Material for this task Block Start

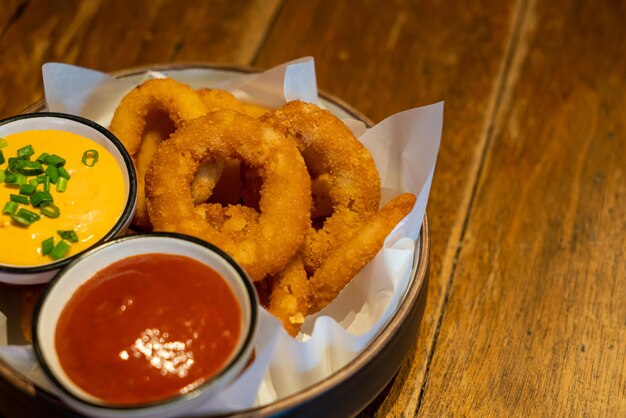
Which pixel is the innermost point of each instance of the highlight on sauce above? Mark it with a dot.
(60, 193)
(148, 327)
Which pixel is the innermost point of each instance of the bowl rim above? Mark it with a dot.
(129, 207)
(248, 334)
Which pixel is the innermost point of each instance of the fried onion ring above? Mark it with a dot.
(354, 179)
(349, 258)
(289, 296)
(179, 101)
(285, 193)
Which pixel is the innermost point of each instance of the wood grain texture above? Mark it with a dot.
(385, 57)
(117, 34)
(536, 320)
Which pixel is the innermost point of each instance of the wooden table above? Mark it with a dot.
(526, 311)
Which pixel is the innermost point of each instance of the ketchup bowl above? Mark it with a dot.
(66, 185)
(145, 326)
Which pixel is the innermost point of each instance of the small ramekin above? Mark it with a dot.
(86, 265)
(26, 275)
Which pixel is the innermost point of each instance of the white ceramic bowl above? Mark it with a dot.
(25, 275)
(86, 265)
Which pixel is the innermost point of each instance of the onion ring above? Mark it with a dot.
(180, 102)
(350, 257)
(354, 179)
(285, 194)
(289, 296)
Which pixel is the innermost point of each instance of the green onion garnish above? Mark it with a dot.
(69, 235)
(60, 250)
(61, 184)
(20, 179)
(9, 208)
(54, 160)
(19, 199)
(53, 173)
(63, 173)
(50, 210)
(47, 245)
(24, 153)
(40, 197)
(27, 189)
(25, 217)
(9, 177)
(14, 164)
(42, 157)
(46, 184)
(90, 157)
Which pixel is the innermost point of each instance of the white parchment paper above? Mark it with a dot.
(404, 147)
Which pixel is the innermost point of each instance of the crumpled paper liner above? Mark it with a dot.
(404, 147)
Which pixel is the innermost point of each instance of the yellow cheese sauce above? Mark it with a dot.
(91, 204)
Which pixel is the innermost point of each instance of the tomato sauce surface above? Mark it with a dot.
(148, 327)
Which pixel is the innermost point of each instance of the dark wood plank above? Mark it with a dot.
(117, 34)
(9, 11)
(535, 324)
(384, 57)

Material for this task Block End

The reply should hold every record, unchanged, and no pictures.

- Answer box -
Which pixel is the innermost point of each instance of the highlight on sauce above? Mark it with a dot.
(60, 193)
(148, 327)
Which pixel is the innermost point of each instance of the bowl rim above? Mark it with a dot.
(129, 207)
(248, 334)
Which pixel is the innermost point of each instance of the fried onion ring above? Mark it with a dot.
(354, 179)
(349, 258)
(289, 296)
(179, 101)
(285, 193)
Which pixel is the innermost point of each instance of the wood grain texture above? Mark it with a dot.
(385, 57)
(117, 34)
(536, 320)
Which pixel is the innermost point of each instance of the wooden table above? Mark it with a dot.
(526, 311)
Which pixel is the innermost point of each instance of the ketchup bowl above? Mark it with a dot.
(66, 185)
(145, 326)
Which pixel is the innermost point of each instance of the small ramekin above? Mark it with a dot.
(86, 265)
(26, 275)
Which pixel is the innermost point of each instance of the white ceramic bowl above? Mark it with a dot.
(25, 275)
(86, 265)
Which pixel is the innermost point of each instance of the onion ring above? Mark it with a dot.
(180, 102)
(350, 257)
(354, 179)
(285, 194)
(289, 296)
Which pixel is the innermost point of each instance of the green onion garnish above? Mark it with a dot.
(69, 235)
(60, 250)
(61, 184)
(20, 179)
(9, 208)
(54, 160)
(19, 199)
(53, 173)
(63, 173)
(50, 210)
(47, 245)
(24, 153)
(40, 197)
(27, 189)
(25, 217)
(9, 177)
(14, 164)
(42, 157)
(46, 184)
(90, 157)
Which pixel is the innermost point of each instance of the white parchment paper above? Mark it with a dot.
(404, 147)
Which pixel is the innermost point of each instance of the crumpled paper liner above? Mark it with a dot.
(404, 147)
Which pixel is the innermost point of each instance of the yellow cheese sauce above? Mark it with a dot.
(91, 204)
Which pixel is the innermost point of each instance of the tomato sauce surface above? Mark it with a dot.
(148, 327)
Which pixel is the innermost point of each instance of the dark wood plank above? Mark it with a dot.
(117, 34)
(9, 11)
(535, 324)
(384, 57)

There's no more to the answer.